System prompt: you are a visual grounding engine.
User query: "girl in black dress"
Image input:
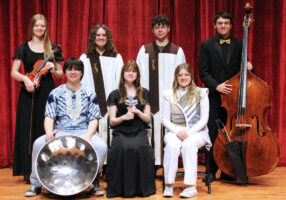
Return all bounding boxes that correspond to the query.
[11,14,63,180]
[106,61,155,198]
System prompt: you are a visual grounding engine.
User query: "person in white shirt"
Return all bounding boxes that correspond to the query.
[136,15,186,165]
[161,63,211,197]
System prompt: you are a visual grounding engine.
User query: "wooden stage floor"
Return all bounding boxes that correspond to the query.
[0,167,286,200]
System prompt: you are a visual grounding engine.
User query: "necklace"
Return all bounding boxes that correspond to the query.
[65,85,82,121]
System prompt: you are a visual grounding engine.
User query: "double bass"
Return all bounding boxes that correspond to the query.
[213,3,280,177]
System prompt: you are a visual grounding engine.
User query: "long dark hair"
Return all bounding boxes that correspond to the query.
[119,60,146,106]
[86,24,117,57]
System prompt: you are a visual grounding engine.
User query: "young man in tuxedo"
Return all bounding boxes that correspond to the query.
[199,12,252,181]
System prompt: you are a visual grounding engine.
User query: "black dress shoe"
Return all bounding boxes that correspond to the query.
[203,173,216,183]
[220,172,236,181]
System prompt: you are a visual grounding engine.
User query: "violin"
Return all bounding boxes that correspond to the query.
[26,47,59,88]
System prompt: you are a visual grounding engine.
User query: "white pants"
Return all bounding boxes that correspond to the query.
[30,130,107,187]
[163,132,206,185]
[153,112,162,165]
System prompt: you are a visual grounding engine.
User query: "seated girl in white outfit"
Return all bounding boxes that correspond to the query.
[162,63,211,197]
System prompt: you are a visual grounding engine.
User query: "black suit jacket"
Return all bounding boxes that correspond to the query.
[199,35,242,106]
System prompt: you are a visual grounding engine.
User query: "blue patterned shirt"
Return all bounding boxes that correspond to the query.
[45,84,101,130]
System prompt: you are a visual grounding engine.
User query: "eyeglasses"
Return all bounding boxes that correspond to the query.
[177,74,191,78]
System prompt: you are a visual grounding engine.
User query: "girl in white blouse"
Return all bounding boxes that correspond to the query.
[162,63,211,197]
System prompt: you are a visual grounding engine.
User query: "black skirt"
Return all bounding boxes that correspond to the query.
[106,129,156,198]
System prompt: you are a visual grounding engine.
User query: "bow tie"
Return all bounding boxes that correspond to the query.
[219,39,230,44]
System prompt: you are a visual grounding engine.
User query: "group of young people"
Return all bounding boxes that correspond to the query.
[11,12,252,198]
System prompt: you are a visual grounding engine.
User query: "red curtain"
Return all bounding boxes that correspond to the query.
[0,0,286,167]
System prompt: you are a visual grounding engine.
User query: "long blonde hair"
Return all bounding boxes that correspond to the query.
[28,14,53,58]
[119,60,146,106]
[173,63,197,101]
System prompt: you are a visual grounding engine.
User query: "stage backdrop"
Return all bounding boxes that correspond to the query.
[0,0,286,167]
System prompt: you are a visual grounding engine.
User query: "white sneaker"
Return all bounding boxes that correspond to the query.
[25,185,42,197]
[163,185,174,197]
[180,186,198,198]
[90,184,104,197]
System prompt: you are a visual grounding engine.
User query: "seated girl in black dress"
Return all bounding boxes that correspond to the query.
[106,61,155,198]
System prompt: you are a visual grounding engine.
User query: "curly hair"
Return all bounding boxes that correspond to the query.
[86,24,117,57]
[119,60,146,106]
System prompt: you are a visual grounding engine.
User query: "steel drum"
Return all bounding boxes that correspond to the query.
[35,135,99,196]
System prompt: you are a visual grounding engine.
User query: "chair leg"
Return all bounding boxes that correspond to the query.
[205,150,211,194]
[162,167,165,193]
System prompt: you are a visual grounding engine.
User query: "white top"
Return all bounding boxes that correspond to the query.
[79,53,124,100]
[136,45,186,114]
[161,88,211,145]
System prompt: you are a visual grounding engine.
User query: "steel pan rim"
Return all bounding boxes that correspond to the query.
[34,135,99,196]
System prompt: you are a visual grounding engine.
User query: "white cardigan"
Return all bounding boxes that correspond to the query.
[161,88,211,146]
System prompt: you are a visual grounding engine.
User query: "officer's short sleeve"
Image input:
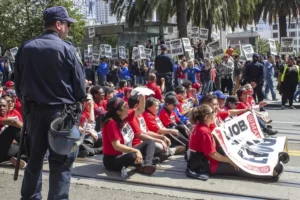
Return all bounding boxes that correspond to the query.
[68,48,86,101]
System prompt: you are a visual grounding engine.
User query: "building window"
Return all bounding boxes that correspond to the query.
[273,33,278,38]
[290,32,296,37]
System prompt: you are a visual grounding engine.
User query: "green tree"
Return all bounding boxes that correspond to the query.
[0,0,85,52]
[256,0,300,38]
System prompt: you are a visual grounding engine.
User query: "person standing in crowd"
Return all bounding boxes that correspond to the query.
[264,55,277,101]
[154,44,174,92]
[15,6,86,200]
[97,58,109,86]
[244,53,264,102]
[278,57,300,109]
[220,54,234,95]
[233,55,243,95]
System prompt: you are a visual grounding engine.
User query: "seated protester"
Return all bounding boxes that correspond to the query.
[236,87,278,135]
[91,85,107,112]
[128,95,171,161]
[159,95,190,147]
[0,98,26,168]
[123,87,133,104]
[78,94,102,158]
[146,74,165,102]
[187,105,283,180]
[102,95,156,175]
[143,97,185,155]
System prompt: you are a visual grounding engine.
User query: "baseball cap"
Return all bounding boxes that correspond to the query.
[43,6,77,23]
[165,95,178,106]
[5,81,15,87]
[213,90,227,99]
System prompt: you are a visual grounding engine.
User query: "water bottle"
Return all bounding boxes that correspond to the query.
[121,167,128,178]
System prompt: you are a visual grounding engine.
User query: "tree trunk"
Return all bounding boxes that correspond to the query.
[279,15,287,42]
[176,0,187,38]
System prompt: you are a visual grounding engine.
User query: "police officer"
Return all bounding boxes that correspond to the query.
[15,6,85,200]
[154,44,174,92]
[244,53,264,102]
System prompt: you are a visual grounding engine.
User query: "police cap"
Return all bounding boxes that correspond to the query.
[43,6,77,23]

++++

• THE EXERCISE: Pick out each line of the listing that contains the string "steel", matching case exactly.

• RESPONSE TO THIS TASK:
User query: "steel drum"
User query: "steel pan rim"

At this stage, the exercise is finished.